[Collected data entries]
━━━━━━━━

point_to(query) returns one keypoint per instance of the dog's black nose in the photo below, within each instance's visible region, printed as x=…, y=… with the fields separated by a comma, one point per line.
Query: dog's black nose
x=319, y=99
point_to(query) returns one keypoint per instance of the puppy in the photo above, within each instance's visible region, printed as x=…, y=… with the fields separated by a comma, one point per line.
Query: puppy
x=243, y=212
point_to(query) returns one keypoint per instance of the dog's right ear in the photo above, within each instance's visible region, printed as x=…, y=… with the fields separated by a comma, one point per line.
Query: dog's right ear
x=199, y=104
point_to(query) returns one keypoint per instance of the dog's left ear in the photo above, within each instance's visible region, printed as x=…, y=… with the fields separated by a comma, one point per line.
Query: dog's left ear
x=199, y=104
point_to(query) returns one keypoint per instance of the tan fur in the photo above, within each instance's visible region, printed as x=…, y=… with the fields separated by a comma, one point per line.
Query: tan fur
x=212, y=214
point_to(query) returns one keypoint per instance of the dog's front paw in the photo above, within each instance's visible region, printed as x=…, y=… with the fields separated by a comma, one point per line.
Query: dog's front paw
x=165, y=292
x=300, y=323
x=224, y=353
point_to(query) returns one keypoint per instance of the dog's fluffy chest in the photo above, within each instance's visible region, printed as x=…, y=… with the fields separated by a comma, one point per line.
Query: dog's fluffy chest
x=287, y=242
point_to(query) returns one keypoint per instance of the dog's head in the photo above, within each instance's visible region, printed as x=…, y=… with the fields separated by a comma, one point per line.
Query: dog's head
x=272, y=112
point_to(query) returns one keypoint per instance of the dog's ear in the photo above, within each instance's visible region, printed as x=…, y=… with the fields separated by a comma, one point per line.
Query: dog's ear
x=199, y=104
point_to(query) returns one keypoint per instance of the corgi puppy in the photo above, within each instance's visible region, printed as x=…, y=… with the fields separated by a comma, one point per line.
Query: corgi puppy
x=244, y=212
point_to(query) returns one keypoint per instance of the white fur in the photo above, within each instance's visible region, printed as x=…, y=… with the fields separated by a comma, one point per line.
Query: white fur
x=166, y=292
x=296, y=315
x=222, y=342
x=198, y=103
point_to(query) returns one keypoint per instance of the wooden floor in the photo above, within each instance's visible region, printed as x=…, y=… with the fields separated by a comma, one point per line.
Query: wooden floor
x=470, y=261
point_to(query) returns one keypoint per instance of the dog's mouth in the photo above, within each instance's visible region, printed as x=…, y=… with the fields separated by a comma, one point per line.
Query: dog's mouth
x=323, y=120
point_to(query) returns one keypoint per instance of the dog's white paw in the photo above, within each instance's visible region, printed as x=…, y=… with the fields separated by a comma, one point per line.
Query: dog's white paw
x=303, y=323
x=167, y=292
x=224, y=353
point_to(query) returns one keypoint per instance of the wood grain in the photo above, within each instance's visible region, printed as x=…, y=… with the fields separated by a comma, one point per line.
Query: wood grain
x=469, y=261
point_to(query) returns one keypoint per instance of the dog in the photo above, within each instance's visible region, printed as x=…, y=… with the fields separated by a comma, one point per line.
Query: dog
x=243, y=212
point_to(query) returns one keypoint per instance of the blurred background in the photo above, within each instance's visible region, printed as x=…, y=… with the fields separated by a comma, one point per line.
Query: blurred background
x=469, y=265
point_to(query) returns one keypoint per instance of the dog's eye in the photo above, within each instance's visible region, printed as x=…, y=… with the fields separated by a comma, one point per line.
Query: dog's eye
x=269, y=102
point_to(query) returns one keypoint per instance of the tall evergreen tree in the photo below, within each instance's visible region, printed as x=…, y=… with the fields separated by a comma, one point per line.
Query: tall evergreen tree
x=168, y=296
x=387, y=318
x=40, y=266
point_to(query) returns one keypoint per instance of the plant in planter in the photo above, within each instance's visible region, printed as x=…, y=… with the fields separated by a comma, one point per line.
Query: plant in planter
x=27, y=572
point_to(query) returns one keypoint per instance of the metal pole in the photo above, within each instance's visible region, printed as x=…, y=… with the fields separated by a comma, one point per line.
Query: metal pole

━━━━━━━━

**Work instructions:** A word-for-word copy of the lines above from the one with "Query: dog's mouth" through the one with "the dog's white", inclusive, is the only output wanted.

**Response area:**
Query: dog's mouth
x=323, y=120
point_to(query) returns one keypoint per instance of the dog's white paw in the photo above, within each instance's visible region, printed as x=…, y=… with the fields separated by a comma, one point per line.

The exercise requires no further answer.